What is being asked: List every entry point that the PromptGolf page gives.

Extract provided:
# # # # #
# PromptGolf (full)

> Consolidated, LLM-friendly content for inference-time use.

Entry points:
- /llms.txt
- /api/agent/capabilities
- /openapi.json

---

# Oracle Golf (`oracle-golf`)

> Write a prompt that guides the model to find inputs to a hidden function f(x, y, z) that produce a target output value.
> Free tools give clues — example pairs, a function hint, and the valid input range. Each evaluate() call adds 1 to your score. The function changes every session.
> **Score:** evaluate() calls. Par: 5. Lower is better.

## Quick links
- [Play](/challenge/oracle-golf)
- [This page (Markdown)](/challenge/oracle-golf.md)
- [Public challenge spec (JSON)](/api/agent/challenge/oracle-golf/spec)

## What you do
You write a prompt. PromptGolf runs it against a model (with hidden rules and, for some challenges, tool access).
If the model passes, you can submit that run to the leaderboard.
# # # # #
Record extracts:
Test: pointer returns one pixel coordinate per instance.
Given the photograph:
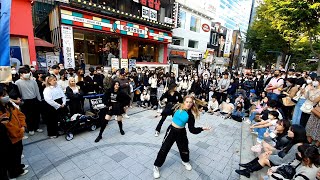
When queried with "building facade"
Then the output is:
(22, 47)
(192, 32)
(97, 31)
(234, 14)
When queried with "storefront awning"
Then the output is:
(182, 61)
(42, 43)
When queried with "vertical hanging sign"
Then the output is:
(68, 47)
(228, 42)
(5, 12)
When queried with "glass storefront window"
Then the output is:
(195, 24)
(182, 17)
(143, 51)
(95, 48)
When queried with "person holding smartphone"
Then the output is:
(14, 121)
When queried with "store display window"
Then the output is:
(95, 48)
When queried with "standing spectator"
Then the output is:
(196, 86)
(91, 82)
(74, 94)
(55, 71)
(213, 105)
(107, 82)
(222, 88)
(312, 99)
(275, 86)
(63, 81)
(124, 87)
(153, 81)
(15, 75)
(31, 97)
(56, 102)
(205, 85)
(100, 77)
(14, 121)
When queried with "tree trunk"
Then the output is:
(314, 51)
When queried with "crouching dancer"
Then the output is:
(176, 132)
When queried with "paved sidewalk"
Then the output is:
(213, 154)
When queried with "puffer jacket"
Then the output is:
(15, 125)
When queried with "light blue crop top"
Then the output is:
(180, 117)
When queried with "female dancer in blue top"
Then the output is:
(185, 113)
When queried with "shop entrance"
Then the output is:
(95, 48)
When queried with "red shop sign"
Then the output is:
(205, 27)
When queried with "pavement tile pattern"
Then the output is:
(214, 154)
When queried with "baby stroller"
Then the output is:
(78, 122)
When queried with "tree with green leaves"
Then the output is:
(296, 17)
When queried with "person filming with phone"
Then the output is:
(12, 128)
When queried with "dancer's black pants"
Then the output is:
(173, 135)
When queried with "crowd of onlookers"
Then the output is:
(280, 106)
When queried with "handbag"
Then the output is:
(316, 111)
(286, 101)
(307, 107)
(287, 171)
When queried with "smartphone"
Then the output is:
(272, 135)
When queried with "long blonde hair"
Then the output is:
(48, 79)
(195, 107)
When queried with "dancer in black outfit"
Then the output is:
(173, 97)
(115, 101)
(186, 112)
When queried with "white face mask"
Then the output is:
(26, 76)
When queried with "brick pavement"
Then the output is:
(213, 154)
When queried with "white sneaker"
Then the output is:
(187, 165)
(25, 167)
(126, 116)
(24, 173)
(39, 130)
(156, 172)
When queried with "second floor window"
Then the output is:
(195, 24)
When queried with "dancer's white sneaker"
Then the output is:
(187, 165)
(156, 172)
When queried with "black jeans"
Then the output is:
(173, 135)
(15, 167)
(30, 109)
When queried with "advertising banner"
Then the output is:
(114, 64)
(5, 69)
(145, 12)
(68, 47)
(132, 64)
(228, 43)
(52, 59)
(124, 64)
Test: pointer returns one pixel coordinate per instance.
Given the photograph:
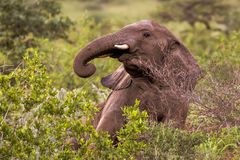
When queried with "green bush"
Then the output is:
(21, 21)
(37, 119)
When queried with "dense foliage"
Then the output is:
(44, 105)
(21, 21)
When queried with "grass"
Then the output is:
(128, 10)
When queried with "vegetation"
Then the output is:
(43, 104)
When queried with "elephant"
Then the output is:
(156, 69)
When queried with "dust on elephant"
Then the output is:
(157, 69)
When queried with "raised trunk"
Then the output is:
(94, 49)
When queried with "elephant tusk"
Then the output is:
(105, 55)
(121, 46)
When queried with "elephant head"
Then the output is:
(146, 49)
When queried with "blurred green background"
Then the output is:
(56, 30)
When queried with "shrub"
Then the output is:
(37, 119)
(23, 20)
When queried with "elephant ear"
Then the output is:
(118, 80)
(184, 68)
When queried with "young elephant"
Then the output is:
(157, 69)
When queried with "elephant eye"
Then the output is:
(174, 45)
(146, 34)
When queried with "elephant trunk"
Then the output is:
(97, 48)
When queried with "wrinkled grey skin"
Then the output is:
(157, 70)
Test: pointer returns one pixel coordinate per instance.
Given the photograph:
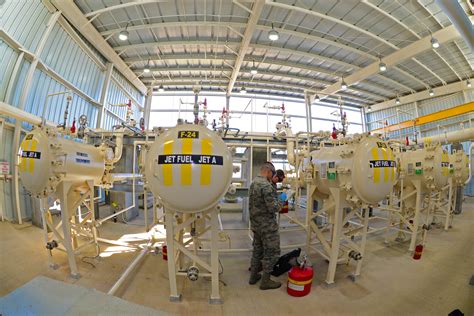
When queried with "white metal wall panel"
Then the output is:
# # # # #
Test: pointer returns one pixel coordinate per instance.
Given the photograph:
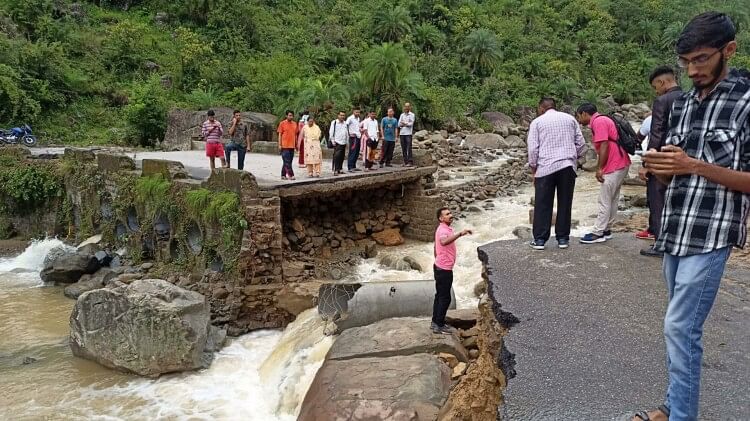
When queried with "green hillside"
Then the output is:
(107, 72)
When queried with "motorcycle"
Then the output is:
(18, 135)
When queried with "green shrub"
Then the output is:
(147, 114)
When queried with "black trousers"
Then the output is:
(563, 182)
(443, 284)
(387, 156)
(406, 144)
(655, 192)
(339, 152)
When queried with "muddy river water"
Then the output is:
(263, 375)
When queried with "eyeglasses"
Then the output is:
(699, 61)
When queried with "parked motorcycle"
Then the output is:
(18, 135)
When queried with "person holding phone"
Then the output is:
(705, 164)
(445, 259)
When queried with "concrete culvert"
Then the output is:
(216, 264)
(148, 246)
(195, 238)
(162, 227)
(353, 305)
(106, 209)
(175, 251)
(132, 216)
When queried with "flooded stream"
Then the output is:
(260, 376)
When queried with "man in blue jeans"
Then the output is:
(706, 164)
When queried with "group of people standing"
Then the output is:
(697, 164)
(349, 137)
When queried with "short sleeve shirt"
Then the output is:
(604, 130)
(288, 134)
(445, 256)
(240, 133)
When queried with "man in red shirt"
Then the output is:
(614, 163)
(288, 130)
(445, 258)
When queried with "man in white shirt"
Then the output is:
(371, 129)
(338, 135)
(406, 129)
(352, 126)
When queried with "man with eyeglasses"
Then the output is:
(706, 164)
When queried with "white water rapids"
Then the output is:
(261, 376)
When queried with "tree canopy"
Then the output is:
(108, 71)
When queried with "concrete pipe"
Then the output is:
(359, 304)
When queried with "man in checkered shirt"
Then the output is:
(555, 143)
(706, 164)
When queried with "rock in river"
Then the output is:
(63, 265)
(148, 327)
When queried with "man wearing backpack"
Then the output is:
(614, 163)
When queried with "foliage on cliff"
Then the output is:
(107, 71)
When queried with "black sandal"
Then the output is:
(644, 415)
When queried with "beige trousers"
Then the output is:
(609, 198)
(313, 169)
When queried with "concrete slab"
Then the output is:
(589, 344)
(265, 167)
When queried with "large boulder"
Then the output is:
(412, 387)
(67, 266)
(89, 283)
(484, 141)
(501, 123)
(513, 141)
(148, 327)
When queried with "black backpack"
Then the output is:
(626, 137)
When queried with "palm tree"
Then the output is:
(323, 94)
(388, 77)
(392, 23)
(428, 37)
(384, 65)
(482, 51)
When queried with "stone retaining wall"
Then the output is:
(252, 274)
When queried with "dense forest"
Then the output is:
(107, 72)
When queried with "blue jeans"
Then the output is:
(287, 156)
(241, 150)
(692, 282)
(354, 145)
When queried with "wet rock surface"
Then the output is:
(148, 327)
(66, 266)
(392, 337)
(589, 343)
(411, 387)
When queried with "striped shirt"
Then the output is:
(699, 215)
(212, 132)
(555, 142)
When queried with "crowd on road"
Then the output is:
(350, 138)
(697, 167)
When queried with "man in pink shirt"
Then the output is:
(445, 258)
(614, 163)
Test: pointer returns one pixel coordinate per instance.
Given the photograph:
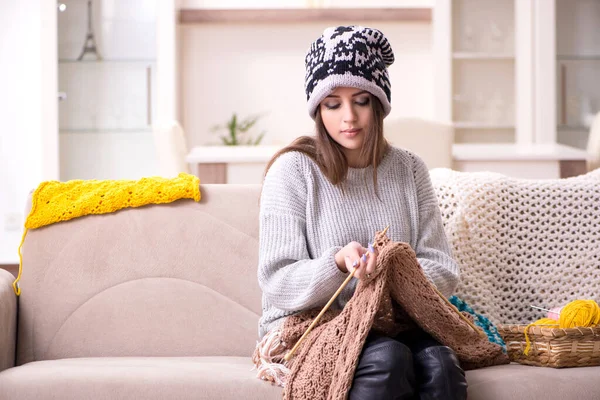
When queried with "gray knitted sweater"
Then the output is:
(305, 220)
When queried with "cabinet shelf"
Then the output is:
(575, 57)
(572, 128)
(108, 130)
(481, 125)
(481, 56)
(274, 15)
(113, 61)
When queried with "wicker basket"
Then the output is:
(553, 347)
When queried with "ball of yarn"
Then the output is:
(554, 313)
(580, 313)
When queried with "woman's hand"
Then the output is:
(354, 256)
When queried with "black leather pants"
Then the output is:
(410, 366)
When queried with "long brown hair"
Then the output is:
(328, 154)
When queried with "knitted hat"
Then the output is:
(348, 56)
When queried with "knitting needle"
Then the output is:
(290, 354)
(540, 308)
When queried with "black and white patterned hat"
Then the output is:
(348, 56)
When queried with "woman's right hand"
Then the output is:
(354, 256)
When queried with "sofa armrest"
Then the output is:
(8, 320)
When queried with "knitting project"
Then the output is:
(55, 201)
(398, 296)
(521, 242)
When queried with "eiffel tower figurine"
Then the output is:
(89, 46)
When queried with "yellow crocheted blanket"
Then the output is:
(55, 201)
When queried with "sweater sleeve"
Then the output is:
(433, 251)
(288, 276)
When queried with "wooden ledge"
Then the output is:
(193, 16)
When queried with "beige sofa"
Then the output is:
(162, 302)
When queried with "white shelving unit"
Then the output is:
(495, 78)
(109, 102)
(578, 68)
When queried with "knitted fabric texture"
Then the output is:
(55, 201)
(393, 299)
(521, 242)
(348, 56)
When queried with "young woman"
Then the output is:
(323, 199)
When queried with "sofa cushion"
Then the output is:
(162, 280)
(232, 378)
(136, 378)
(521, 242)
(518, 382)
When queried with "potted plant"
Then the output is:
# # # # #
Reply:
- /llms.txt
- /api/agent/capabilities
- /openapi.json